### Passage shown
Lewis Hut for lunch provided the first introduction to the ferocity of the sandflies where everyone retreated inside for lunch after the customary photos and the making of a daisy chain by one party member from the wild flowers outside the hut. Victor had invested in some mosquito rings which didn't seem to have much affect on the sandflies. Following lunch we tramped up behind the hut on what appeared to be a newly defined track which circumvented some windfalls. This detour was not shown on the map though those who had earlier ventured down to the river had less difficulty with the orientation. The trip down the Heaphy is mainly along a sandy track where we viewed the first signs of nikau palms and coastal birds, mainly shags.
It was at the Lewis Hut that Peter discovered he had left his Gortex jacket at Mackay Hut and went back to retrieve it. It gave him a very long day, after lunch, of about nine hours. He arrived back at Heaphy Hut at about 8.45pm for a late tea.

### Exercises to complete
1. Transcribe the trip account from "Lewis Hut for" to "birds, mainly shags.".
2. According to the trip account, what did Peter leave behind at Mackay Hut?
The records come from a separate, unrelated source.

### Given information
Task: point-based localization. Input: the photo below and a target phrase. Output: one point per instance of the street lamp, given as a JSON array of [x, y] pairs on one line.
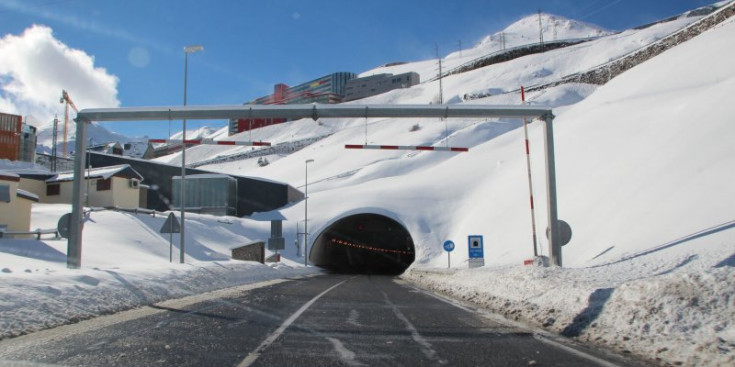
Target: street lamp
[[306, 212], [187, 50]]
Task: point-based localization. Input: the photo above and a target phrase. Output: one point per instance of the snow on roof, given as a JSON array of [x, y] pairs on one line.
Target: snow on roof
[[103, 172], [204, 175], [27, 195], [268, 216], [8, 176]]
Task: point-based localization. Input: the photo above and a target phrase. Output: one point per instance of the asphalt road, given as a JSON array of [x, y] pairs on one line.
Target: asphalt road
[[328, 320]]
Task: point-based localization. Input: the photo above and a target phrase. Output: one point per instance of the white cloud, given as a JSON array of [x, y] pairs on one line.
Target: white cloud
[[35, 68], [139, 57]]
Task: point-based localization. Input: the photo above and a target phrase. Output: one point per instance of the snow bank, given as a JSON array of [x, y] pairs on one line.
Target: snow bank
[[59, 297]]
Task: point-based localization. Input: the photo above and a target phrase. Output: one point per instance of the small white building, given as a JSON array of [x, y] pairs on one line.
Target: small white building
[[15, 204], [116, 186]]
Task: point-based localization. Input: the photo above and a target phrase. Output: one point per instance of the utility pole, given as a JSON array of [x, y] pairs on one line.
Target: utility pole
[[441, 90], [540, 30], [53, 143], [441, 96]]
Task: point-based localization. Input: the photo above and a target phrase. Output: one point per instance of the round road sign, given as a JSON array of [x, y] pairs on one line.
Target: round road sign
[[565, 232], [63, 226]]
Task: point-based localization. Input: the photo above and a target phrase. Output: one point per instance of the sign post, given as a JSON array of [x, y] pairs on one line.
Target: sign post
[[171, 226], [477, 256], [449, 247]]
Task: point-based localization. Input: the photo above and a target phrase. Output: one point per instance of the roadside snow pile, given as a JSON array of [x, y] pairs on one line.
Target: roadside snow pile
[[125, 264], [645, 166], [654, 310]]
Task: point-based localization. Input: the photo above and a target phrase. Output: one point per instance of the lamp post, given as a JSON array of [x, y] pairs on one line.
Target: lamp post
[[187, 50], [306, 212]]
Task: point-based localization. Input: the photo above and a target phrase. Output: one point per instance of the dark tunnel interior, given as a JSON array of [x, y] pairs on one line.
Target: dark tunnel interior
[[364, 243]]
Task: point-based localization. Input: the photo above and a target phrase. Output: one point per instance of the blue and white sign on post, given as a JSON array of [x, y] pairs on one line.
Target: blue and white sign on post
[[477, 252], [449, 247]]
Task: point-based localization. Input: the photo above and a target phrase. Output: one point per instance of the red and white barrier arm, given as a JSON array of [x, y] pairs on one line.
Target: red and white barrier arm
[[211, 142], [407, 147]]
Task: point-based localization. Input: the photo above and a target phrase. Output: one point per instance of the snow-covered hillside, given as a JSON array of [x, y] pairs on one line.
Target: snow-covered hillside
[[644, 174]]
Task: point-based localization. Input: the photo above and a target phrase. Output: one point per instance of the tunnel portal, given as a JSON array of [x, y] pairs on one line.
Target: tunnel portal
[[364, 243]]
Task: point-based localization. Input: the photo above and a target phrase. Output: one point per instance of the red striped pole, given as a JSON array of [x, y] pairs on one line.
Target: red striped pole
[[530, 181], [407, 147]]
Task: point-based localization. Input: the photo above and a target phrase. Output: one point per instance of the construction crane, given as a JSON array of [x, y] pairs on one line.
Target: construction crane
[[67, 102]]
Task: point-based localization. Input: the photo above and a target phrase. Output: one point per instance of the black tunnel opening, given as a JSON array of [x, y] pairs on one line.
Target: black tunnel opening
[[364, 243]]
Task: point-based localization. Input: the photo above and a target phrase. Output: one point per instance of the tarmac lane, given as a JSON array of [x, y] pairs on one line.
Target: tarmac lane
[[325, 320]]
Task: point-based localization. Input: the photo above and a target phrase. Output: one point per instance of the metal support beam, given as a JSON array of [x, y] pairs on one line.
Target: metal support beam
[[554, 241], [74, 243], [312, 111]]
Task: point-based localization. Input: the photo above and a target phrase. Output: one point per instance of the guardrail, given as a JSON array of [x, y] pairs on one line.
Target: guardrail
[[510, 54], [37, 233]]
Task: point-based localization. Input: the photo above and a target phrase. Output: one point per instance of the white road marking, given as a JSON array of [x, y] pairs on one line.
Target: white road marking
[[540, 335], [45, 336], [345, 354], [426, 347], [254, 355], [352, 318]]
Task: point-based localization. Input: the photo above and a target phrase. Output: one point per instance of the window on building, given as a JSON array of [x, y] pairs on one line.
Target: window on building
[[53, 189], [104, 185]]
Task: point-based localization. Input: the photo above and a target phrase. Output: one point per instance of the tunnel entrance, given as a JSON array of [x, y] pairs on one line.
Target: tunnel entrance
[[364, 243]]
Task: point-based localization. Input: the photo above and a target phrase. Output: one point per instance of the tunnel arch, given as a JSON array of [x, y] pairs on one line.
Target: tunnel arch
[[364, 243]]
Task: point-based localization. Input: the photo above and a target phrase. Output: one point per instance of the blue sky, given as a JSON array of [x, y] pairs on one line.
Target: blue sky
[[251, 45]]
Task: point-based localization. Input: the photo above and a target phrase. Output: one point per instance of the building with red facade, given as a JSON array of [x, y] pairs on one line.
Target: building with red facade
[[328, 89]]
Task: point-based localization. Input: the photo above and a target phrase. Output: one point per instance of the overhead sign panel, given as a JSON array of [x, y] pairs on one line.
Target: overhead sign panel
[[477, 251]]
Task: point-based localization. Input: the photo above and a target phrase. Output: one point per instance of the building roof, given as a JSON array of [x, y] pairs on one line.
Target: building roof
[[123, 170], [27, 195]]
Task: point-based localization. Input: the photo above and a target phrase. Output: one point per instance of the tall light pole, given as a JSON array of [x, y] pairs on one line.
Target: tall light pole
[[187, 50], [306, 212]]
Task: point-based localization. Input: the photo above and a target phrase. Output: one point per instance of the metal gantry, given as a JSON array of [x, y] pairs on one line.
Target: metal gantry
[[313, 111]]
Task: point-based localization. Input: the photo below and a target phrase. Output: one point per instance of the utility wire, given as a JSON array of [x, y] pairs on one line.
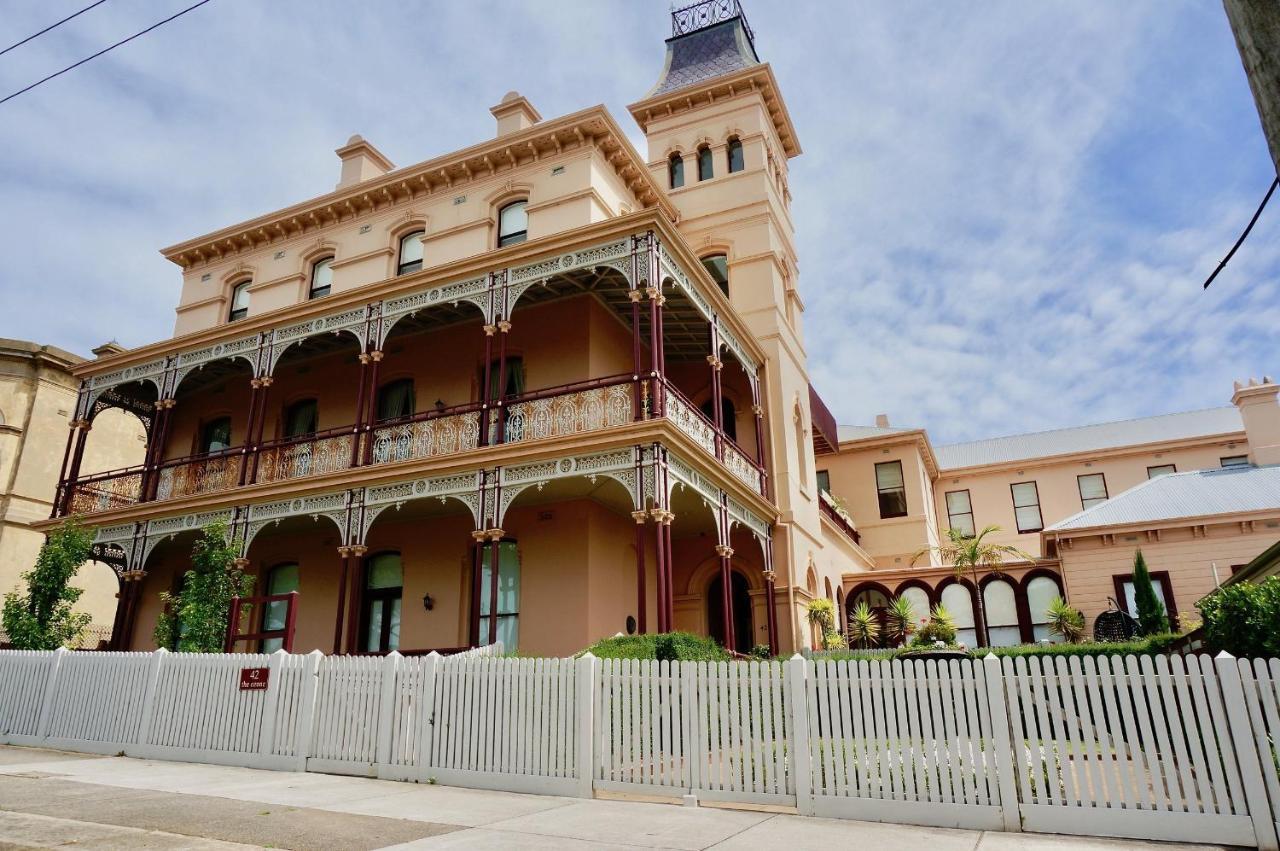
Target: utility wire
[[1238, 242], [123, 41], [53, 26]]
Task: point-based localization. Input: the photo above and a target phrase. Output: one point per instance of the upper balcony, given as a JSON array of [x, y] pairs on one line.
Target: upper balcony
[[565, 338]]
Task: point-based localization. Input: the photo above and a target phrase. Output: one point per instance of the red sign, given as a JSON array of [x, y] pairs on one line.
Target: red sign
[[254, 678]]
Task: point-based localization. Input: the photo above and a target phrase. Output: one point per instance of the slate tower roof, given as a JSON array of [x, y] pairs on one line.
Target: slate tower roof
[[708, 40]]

### Results
1.
Lewis Hut for lunch provided the first introduction to the ferocity of the sandflies where everyone retreated inside for lunch after the customary photos and the making of a daisy chain by one party member from the wild flowers outside the hut. Victor had invested in some mosquito rings which didn't seem to have much affect on the sandflies. Following lunch we tramped up behind the hut on what appeared to be a newly defined track which circumvented some windfalls. This detour was not shown on the map though those who had earlier ventured down to the river had less difficulty with the orientation. The trip down the Heaphy is mainly along a sandy track where we viewed the first signs of nikau palms and coastal birds, mainly shags.

2. His Gortex jacket.